• **STATED GOAL**: Rewrite the listing below as a numbered list, leaving out blank lines. Begin at the line that contains "Which spot sits on each instance of the player's nose" and stop after the line that contains "x=144 y=348".

--- begin DATA LINES ---

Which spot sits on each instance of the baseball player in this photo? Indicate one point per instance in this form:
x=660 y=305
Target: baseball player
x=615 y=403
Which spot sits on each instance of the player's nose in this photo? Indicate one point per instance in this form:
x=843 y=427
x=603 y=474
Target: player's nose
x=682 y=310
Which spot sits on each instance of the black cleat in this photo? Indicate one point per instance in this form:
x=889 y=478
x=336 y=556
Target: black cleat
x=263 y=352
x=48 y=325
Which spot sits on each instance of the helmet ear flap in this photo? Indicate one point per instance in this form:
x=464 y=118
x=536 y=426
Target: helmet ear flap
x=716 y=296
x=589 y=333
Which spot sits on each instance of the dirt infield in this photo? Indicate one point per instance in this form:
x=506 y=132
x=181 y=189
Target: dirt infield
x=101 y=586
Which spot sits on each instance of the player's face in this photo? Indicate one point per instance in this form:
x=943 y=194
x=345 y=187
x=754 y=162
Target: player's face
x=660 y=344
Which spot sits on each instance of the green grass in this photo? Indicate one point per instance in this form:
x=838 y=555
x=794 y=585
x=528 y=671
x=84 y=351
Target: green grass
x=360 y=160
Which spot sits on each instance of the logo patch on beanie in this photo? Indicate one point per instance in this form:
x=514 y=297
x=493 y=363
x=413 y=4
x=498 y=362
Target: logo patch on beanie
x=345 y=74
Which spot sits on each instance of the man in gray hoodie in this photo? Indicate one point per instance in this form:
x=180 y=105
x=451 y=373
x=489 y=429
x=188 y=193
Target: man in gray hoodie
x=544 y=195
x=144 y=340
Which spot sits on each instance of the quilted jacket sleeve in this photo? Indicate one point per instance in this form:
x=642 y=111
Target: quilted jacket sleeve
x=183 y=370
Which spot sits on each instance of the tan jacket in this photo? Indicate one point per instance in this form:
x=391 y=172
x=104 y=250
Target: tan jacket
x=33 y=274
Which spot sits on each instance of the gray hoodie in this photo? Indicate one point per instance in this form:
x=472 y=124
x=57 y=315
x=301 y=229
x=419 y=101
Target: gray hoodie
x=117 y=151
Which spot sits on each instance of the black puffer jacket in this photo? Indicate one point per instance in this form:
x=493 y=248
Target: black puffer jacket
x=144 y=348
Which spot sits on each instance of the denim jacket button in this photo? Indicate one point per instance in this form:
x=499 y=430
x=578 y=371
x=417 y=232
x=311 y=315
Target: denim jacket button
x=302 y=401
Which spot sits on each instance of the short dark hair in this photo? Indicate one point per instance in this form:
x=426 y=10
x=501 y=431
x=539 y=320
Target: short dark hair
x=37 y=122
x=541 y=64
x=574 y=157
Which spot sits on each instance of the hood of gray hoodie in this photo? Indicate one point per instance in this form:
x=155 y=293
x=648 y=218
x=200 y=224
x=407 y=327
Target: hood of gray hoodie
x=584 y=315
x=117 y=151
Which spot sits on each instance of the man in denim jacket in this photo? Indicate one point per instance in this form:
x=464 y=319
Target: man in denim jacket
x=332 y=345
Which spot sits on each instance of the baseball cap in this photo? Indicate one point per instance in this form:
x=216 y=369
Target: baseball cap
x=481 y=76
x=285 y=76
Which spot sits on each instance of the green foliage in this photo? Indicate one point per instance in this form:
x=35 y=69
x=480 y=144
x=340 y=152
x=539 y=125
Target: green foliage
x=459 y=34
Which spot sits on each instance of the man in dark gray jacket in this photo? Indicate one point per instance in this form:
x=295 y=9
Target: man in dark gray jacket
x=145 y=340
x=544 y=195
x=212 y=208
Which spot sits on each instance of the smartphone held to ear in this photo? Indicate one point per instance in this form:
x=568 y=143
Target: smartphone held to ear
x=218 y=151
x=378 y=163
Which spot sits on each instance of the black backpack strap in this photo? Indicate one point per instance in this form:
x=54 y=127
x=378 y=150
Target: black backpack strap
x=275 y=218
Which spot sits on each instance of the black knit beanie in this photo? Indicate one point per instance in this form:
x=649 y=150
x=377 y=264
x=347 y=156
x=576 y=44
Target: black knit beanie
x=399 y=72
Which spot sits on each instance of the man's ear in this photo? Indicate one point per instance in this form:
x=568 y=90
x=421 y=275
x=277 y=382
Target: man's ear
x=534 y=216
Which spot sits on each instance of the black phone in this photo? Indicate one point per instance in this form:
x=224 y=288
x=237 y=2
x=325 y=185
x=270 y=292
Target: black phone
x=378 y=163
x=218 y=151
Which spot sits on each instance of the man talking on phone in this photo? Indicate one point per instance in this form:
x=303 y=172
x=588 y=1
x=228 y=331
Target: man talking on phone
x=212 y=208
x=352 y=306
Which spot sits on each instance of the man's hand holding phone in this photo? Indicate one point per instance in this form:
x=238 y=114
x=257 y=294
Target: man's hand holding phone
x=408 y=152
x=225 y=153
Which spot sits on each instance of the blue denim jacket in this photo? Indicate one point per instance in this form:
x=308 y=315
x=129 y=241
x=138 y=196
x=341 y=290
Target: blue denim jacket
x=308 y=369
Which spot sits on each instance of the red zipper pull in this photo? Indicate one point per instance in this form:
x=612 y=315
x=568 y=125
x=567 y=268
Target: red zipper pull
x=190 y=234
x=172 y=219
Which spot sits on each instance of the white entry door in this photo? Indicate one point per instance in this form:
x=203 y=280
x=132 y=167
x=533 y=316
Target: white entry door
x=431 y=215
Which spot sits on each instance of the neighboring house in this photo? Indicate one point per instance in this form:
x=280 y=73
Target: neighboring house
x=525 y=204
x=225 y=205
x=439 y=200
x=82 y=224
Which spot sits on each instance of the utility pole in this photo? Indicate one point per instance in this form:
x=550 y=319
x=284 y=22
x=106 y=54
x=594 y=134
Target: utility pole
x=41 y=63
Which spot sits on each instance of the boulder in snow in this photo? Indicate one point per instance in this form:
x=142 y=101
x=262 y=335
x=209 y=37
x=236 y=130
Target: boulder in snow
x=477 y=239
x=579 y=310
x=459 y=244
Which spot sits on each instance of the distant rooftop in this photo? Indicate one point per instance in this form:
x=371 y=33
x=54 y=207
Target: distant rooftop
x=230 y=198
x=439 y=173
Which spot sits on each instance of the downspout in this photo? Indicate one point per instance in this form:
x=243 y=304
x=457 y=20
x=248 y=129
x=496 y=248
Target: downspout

--- end DATA LINES ---

• **TASK OUTPUT**:
1. Which spot sits on each instance of the player's nose in this photo? Indicate one point per instance in this form:
2. x=843 y=427
3. x=603 y=474
4. Target: player's nose
5. x=682 y=310
6. Which spot sits on each instance of the black cleat in this photo? Indicate one point per instance in this form:
7. x=889 y=478
8. x=336 y=556
9. Target: black cleat
10. x=263 y=352
11. x=48 y=325
12. Which spot sits on each instance of the helmet ear flap in this photo? Indicate one point per instance in this form:
13. x=464 y=118
14. x=536 y=426
15. Target: helmet ear flap
16. x=716 y=296
17. x=589 y=333
18. Which spot sits on each instance of the dirt infield in this photo? Indicate one point per instance in this form:
19. x=506 y=132
20. x=181 y=189
21. Target: dirt infield
22. x=101 y=586
23. Which spot sits on each instance of the player's face in this photo? Indicate one point per instance in this form:
24. x=943 y=194
25. x=345 y=187
26. x=754 y=162
27. Target: player's face
28. x=660 y=344
29. Which spot sits on each instance of the green grass in this photo? Indicate one point per instance in this form:
30. x=838 y=555
31. x=794 y=585
32. x=528 y=671
33. x=84 y=351
34. Target: green grass
35. x=360 y=160
36. Which spot sits on each instance of the logo patch on beanie in this photo? Indicate one point per instance in this form:
37. x=514 y=297
38. x=493 y=363
39. x=413 y=4
40. x=498 y=362
41. Target: logo patch on beanie
42. x=345 y=74
43. Which spot sits on each instance of the man in gray hoodie in this photo? Indicate one point per instance in this form:
44. x=180 y=105
45. x=451 y=373
46. x=489 y=429
47. x=188 y=193
48. Target: man in gray hoodie
49. x=544 y=195
50. x=144 y=340
51. Which spot sits on each instance of the quilted jacket sleeve in this photo? Indicate one point per instance in this form:
52. x=642 y=111
53. Target: quilted jacket sleeve
54. x=183 y=370
55. Which spot sits on each instance of the tan jacket in this photo? Indicate one point per instance in this form:
56. x=391 y=172
57. x=104 y=250
58. Target: tan jacket
59. x=33 y=274
60. Which spot sits on each instance of the gray hoodie in this photo? Indicate one point per instance in this form:
61. x=472 y=124
62. x=57 y=315
63. x=301 y=229
64. x=419 y=101
65. Target: gray hoodie
66. x=117 y=151
67. Which spot sits on each instance of the black puffer jacket in this photo? Indicate one point per instance in this form:
68. x=493 y=248
69. Target: black puffer jacket
70. x=144 y=348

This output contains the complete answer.